**Given exercise**
Convert the items from the line containing "Return one point per instance of the light fixture" through the end of the items into a two-column CSV with the columns request and answer, one row per request. Put each field in quotes with line breaks replaced by spaces, and leave the pictures out.

Data listing:
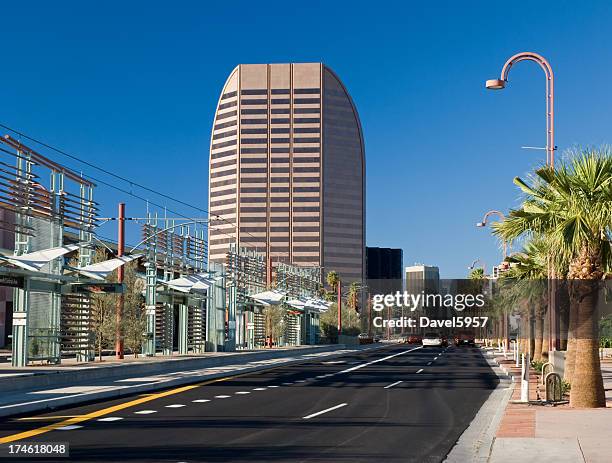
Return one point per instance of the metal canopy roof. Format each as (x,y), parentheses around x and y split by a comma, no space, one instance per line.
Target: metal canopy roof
(34,261)
(268,298)
(100,270)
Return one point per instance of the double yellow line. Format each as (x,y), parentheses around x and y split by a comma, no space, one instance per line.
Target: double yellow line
(104,411)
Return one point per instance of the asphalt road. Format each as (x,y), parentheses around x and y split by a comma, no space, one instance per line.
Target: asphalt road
(401,403)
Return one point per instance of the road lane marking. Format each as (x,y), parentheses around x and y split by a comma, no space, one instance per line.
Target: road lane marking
(107,411)
(46,418)
(357,367)
(307,417)
(389,386)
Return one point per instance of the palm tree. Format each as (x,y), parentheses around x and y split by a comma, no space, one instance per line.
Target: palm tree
(528,272)
(572,206)
(333,279)
(476,274)
(353,296)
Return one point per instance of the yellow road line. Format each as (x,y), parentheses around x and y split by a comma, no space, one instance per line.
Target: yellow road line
(104,411)
(42,418)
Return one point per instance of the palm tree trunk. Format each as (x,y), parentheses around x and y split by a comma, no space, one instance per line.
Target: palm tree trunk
(537,352)
(570,354)
(545,334)
(587,385)
(564,313)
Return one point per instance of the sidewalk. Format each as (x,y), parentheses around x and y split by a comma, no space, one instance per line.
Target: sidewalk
(24,390)
(552,434)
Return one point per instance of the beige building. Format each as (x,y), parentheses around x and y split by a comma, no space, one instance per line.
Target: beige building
(287,168)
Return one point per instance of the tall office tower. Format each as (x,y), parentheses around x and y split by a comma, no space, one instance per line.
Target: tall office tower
(287,168)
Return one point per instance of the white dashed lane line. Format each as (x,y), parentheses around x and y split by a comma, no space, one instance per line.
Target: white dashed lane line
(307,417)
(389,386)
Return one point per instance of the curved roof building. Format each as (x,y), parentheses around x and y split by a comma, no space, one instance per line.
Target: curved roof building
(287,168)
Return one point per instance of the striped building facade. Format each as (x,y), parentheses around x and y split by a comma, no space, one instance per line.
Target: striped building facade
(287,168)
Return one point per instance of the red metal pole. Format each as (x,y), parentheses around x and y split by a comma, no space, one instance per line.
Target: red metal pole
(120,273)
(339,309)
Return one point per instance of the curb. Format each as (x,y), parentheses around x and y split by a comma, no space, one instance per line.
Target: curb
(94,372)
(22,408)
(475,443)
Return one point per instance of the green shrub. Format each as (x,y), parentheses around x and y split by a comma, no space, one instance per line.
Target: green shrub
(565,387)
(537,365)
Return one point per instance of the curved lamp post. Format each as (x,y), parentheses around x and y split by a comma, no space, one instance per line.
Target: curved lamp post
(499,84)
(483,224)
(473,266)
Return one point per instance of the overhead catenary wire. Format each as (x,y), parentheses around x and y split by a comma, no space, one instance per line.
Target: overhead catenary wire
(130,182)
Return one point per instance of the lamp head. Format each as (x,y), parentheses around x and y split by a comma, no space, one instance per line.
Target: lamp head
(495,84)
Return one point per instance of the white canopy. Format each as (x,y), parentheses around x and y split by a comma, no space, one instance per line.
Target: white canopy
(297,303)
(197,282)
(269,297)
(100,270)
(318,304)
(34,261)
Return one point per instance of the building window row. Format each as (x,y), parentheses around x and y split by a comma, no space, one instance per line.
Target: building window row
(225,125)
(224,144)
(227,114)
(258,91)
(251,101)
(225,96)
(229,104)
(307,91)
(223,173)
(223,154)
(223,183)
(254,121)
(231,133)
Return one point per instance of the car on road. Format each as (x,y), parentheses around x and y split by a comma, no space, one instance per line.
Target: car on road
(465,339)
(432,339)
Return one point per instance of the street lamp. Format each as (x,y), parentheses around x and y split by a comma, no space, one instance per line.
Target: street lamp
(473,266)
(499,84)
(484,224)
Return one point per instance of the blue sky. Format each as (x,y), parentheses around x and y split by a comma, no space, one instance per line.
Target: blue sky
(132,86)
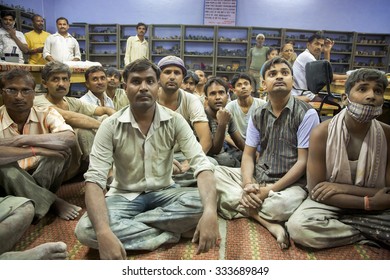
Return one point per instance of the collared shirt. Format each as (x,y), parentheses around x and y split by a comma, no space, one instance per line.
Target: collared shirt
(40,121)
(280,137)
(143,162)
(90,98)
(300,84)
(120,99)
(136,49)
(7,43)
(240,118)
(36,40)
(74,104)
(191,108)
(61,48)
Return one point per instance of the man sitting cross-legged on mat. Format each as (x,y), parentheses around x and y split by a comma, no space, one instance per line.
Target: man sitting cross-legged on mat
(281,128)
(35,145)
(144,208)
(16,215)
(348,172)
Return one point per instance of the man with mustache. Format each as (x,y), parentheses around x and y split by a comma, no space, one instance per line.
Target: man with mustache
(144,208)
(61,46)
(227,143)
(348,172)
(188,105)
(11,39)
(80,115)
(316,44)
(114,91)
(36,40)
(96,83)
(35,147)
(137,46)
(271,188)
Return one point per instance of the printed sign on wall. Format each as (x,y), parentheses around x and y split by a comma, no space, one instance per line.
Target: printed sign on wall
(220,12)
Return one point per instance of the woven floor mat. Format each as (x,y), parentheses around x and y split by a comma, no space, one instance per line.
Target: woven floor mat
(242,239)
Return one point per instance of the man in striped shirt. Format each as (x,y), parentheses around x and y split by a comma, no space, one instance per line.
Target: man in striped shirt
(271,188)
(137,46)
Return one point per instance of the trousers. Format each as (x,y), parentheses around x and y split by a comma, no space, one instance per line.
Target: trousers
(148,221)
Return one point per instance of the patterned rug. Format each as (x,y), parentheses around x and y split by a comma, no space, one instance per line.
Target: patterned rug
(242,239)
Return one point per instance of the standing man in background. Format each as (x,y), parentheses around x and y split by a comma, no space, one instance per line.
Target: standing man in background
(257,57)
(36,40)
(114,91)
(61,46)
(137,46)
(11,40)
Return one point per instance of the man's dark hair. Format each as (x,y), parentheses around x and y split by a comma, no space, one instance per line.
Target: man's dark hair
(140,65)
(112,71)
(244,76)
(365,74)
(93,69)
(142,24)
(6,13)
(62,18)
(54,67)
(191,74)
(315,36)
(36,16)
(276,60)
(215,80)
(16,73)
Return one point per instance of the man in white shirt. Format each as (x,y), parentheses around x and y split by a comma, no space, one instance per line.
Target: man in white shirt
(137,46)
(11,40)
(61,46)
(315,46)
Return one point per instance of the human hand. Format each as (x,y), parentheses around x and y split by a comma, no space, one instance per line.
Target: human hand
(40,151)
(223,116)
(207,232)
(381,199)
(179,168)
(110,247)
(250,198)
(324,190)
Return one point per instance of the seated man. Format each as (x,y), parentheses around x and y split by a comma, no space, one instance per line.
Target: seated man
(80,115)
(190,82)
(316,44)
(270,189)
(243,107)
(348,172)
(225,152)
(96,83)
(144,208)
(11,40)
(186,104)
(117,94)
(35,147)
(16,215)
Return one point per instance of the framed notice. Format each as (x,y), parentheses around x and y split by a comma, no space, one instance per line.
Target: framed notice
(220,12)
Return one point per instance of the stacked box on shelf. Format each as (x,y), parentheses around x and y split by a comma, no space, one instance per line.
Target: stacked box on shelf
(198,48)
(103,44)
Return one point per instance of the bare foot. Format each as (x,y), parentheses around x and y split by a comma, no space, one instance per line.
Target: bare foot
(46,251)
(65,210)
(277,230)
(280,233)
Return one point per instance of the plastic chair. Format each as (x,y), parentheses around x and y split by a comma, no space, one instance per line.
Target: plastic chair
(319,74)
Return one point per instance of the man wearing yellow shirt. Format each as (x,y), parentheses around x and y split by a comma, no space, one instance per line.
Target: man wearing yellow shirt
(36,40)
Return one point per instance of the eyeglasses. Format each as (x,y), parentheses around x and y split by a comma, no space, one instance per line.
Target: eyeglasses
(14,92)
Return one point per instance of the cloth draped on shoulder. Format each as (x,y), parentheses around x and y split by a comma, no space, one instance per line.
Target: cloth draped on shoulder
(371,167)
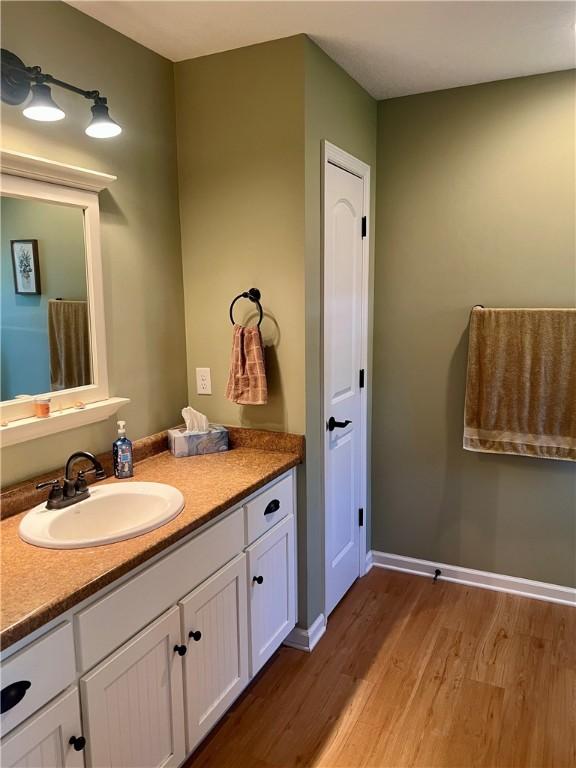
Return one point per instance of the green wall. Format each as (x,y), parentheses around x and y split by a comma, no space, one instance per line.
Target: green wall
(139,213)
(340,111)
(250,129)
(475,205)
(59,229)
(240,117)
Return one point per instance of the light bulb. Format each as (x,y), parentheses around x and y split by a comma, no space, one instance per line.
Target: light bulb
(102,126)
(42,106)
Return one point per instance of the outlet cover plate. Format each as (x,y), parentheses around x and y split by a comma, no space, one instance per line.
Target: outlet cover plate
(203,381)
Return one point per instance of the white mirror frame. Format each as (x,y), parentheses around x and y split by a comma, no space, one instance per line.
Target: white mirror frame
(35,178)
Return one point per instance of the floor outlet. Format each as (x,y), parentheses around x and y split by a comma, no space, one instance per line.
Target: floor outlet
(203,382)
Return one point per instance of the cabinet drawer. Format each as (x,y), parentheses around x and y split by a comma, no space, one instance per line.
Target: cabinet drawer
(269,508)
(106,625)
(36,674)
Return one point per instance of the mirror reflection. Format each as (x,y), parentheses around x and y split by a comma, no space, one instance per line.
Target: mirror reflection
(44,316)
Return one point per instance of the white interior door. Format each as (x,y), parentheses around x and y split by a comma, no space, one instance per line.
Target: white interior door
(343,318)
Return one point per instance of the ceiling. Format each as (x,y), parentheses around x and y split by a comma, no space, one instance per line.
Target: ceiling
(391,48)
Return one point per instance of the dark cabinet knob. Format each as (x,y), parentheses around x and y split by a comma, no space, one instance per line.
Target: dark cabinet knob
(274,506)
(12,694)
(78,742)
(332,424)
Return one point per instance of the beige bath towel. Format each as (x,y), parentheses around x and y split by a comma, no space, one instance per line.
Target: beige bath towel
(521,384)
(69,339)
(247,379)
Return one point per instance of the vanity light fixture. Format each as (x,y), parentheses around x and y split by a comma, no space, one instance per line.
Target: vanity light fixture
(19,82)
(42,106)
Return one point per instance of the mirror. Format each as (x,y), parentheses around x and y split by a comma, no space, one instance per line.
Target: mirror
(54,373)
(44,315)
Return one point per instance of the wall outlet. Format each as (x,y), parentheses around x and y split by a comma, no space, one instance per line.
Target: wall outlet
(203,381)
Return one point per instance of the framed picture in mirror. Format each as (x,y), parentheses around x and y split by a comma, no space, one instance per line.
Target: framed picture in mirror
(26,266)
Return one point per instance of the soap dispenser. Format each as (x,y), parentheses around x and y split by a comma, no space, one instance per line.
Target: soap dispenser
(122,454)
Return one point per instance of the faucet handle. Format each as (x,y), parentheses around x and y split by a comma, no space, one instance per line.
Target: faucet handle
(56,490)
(48,484)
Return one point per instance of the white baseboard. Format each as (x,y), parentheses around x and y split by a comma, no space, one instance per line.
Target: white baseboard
(307,639)
(539,590)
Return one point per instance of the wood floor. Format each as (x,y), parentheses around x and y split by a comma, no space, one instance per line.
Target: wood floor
(412,673)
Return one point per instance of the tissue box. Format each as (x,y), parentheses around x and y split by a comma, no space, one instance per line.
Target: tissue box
(183,443)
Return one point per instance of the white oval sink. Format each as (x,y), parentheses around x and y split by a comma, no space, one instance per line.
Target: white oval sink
(112,513)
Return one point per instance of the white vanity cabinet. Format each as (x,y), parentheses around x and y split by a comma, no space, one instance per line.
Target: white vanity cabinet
(161,656)
(272,591)
(44,739)
(132,701)
(215,625)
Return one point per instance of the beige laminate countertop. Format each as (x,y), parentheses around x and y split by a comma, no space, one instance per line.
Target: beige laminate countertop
(39,584)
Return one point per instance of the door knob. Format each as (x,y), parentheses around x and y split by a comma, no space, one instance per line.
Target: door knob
(274,506)
(332,424)
(78,742)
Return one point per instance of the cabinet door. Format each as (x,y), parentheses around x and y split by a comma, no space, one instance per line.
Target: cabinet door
(215,626)
(271,589)
(44,740)
(132,702)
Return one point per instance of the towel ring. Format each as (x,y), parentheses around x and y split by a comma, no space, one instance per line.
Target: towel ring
(254,295)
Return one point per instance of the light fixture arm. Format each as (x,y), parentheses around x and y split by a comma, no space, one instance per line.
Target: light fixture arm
(17,79)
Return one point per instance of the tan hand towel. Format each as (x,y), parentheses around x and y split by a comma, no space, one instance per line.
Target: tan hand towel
(521,383)
(247,379)
(69,340)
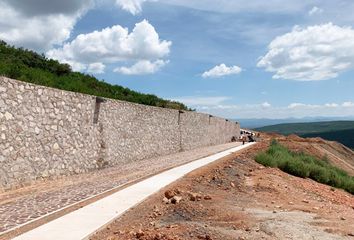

**Output for this task**
request,answer
"Return one point per instance of the light fixture arm. Format each as (x,y), parentheses around x and y split by a comma, no space, one instance per line. Target: light fixture arm","(17,79)"
"Return one point per instance of the tan hand towel. Format each as (x,y), parentheses around x and y split by a comma, no space, one instance per line. Target: tan hand towel","(521,383) (247,379) (69,340)"